■ Quoted passage:

-- BEGIN --

# Starting a business in Playa



## Timroy1027 (Aug 27, 2017)

I currently stay in Playa del Carmen several months a year on a tourist visa. However i would like to open a business there. So i am wondering if anyone knows of a Notario Publico that speaks fluent English or a expat organization that can help me through the process from visa to permits and licencing etc.


----------



## RVGRINGO (May 16, 2007)

You have to apply for residence visas in your home country; not in Mexico, unless you are married to a Mexican citizen or have children who were born in Mexico. You apply at the nearest Mexican consulate, and they can also discuss requirements for starting a business in Mexico. It gets complicated, real fast.


----------



## Zorro2017 (Jan 9, 2017)

-- END --

■ The records:
-- BEGIN --

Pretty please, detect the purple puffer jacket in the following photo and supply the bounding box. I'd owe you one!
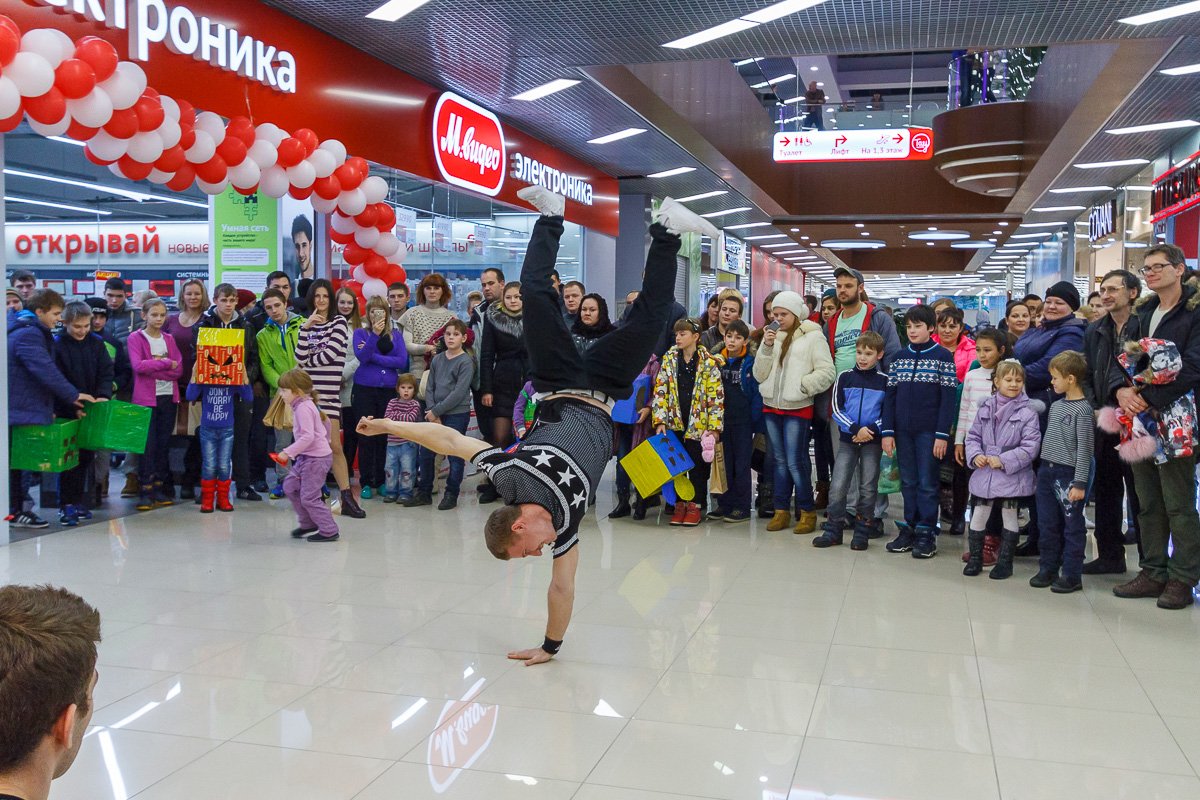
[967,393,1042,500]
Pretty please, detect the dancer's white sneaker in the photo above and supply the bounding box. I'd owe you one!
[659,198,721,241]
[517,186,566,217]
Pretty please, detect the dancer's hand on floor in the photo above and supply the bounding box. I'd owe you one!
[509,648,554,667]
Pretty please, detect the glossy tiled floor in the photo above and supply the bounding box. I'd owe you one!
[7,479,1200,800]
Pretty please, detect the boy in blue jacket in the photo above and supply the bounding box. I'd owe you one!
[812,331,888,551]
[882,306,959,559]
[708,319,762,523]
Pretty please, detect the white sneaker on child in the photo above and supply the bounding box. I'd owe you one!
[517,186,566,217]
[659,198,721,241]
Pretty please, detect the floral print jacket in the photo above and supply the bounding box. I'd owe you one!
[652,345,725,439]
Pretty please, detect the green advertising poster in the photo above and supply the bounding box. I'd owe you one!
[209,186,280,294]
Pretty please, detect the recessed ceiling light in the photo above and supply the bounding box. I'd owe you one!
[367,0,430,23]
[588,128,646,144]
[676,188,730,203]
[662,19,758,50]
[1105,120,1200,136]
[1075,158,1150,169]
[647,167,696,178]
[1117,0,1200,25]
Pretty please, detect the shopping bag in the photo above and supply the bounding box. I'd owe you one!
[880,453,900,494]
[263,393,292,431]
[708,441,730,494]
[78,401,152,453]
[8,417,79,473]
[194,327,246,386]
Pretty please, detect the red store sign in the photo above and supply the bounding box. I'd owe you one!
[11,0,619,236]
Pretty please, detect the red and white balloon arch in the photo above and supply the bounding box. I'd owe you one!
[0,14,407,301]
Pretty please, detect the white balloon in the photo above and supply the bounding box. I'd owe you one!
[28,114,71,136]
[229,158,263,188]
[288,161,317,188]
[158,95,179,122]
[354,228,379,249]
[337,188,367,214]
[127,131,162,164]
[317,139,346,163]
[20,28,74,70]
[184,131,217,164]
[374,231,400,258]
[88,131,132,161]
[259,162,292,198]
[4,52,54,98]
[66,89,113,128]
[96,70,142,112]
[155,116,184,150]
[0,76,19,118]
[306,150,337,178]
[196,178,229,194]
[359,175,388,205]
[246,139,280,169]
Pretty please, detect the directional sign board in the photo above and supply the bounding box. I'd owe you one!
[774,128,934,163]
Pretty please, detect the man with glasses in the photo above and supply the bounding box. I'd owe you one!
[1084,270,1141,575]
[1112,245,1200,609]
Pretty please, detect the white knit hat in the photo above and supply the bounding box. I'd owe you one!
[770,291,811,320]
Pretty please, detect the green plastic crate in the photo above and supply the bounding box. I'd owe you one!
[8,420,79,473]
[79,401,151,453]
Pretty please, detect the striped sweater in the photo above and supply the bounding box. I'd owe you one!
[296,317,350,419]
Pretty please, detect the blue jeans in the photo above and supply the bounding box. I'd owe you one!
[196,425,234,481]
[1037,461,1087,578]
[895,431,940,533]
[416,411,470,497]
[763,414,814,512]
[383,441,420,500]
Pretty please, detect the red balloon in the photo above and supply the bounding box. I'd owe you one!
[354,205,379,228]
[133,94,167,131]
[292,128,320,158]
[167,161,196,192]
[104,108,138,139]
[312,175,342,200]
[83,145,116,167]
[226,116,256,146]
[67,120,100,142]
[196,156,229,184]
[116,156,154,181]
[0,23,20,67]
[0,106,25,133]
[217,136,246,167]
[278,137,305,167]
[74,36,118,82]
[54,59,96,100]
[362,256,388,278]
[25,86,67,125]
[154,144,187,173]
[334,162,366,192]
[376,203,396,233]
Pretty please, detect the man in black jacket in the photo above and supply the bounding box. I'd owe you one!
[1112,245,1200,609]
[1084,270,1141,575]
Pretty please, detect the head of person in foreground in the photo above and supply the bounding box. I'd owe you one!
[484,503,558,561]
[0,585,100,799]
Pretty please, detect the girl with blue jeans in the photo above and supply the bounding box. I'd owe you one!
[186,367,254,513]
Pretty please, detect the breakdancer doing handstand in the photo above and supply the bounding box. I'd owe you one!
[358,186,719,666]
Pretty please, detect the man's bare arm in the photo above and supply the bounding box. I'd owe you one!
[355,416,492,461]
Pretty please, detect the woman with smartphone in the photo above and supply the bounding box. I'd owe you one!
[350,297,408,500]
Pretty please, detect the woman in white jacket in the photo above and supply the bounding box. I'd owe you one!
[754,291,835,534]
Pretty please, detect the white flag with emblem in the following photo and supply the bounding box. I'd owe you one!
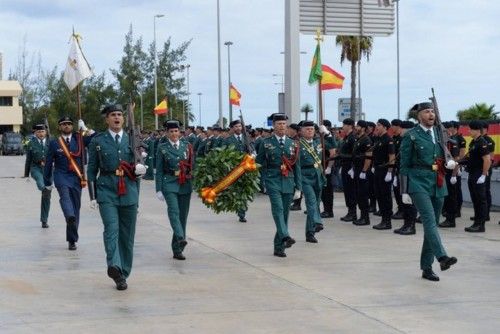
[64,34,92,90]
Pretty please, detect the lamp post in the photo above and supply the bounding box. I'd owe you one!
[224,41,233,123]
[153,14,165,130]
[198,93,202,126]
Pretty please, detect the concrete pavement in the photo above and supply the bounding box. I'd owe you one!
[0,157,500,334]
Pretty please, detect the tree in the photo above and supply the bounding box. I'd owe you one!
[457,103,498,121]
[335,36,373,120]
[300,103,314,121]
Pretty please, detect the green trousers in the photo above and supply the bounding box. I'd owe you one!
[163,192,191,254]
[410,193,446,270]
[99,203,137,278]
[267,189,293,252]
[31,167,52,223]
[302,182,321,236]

-- END --

■ Required work:
a. According to the thread on starting a business in Playa, where does one apply for a residence visa?
b. Reproduce the entries from their beginning down through the line containing "[7,479,1200,800]", both ends included, substituting "locate" for every "detect" and changing nothing else. Leave the pictures out.
The forum thread and the entries have no connection to each other.

■ Solutions per task:
a. At the nearest Mexican consulate in one's home country.

b.
Pretty please, locate the purple puffer jacket in the following photo and supply the bounding box. I'd owe you one!
[967,393,1042,500]
Pretty please, locate the dancer's white sneaker in the photo above and supply the bounding box. I'd owe you one!
[659,198,721,241]
[517,186,566,217]
Pretty please, locate the dancer's hand on floor in the photo above and supply the bounding box. I'd owe you one!
[509,648,554,667]
Pretty please, locate the glossy tiled floor in the photo above and supply the bounding box. I'd owe you one!
[7,479,1200,800]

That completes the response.